The task:
Could you reproduce each of the items below word for word, from the first line to the last?

◇ ◇ ◇ ◇ ◇

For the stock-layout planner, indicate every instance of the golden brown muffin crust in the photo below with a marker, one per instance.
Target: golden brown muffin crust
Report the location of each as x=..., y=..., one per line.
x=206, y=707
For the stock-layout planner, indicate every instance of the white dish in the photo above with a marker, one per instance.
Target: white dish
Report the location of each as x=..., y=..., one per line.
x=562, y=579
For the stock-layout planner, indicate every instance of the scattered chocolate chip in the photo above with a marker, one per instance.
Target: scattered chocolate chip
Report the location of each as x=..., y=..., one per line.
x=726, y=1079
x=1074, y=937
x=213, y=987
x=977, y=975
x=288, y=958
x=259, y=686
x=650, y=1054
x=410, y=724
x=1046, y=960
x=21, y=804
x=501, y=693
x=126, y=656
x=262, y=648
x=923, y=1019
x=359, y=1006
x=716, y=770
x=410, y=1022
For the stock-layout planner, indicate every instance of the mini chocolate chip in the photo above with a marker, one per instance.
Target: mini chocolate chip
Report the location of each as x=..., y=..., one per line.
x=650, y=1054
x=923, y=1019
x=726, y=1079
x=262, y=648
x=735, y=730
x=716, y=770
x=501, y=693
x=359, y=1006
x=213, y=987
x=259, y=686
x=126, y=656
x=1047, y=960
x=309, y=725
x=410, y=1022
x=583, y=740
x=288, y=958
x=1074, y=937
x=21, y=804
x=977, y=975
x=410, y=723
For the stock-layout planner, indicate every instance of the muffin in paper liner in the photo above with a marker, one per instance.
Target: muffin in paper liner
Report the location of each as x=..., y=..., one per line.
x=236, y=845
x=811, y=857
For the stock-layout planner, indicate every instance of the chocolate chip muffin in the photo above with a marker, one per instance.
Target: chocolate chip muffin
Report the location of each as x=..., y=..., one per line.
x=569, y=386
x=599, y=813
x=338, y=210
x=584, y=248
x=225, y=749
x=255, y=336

◇ ◇ ◇ ◇ ◇

Exercise solution:
For the stock-layout planner, indicate every instance of the golden brown muffin crust in the photo below with a marker, one per instance.
Target: golden brown muffin crust
Report the location of each as x=..., y=..., one per line.
x=206, y=707
For the stock-layout planner, indicate every instance of the white dish in the photo above with a marker, one per instance.
Target: white dish
Report the location of each as x=..., y=..., one per line.
x=562, y=579
For the stock-layout planner, indicate every instance of the scattered chocolate chip in the photo above with a marker, one per instance.
Target: scattered chocolate chip
Report the location of each as x=..., y=..., one per line.
x=726, y=1079
x=1074, y=937
x=213, y=987
x=977, y=975
x=288, y=958
x=259, y=686
x=650, y=1054
x=410, y=724
x=1046, y=960
x=21, y=804
x=501, y=693
x=126, y=656
x=262, y=648
x=923, y=1019
x=359, y=1006
x=716, y=770
x=410, y=1022
For the stock-layout planner, indicate every instance of the mini chocolate chip in the photo above with a marker, one per instance.
Target: mini chocolate chip
Report the location of each as x=..., y=..., one per line.
x=650, y=1054
x=923, y=1019
x=726, y=1079
x=262, y=648
x=735, y=730
x=716, y=770
x=501, y=693
x=359, y=1006
x=213, y=987
x=259, y=686
x=126, y=656
x=1047, y=960
x=309, y=725
x=410, y=1022
x=583, y=740
x=288, y=958
x=1074, y=937
x=21, y=804
x=977, y=975
x=410, y=723
For the stock-layout planner, indicate every instance of the muffin in paper liner in the photo above with a marker, one per instance.
Target: muffin in paper liner
Report the location of each as x=..., y=..., one per line.
x=236, y=845
x=811, y=857
For the stock-layout planner, indicate every instance of the chocolate chip muffin in the photo above with a marker, one per instance.
Target: chocolate chip muffin
Report the location of each as x=..., y=..., one per line.
x=569, y=386
x=599, y=813
x=338, y=210
x=584, y=248
x=225, y=749
x=255, y=336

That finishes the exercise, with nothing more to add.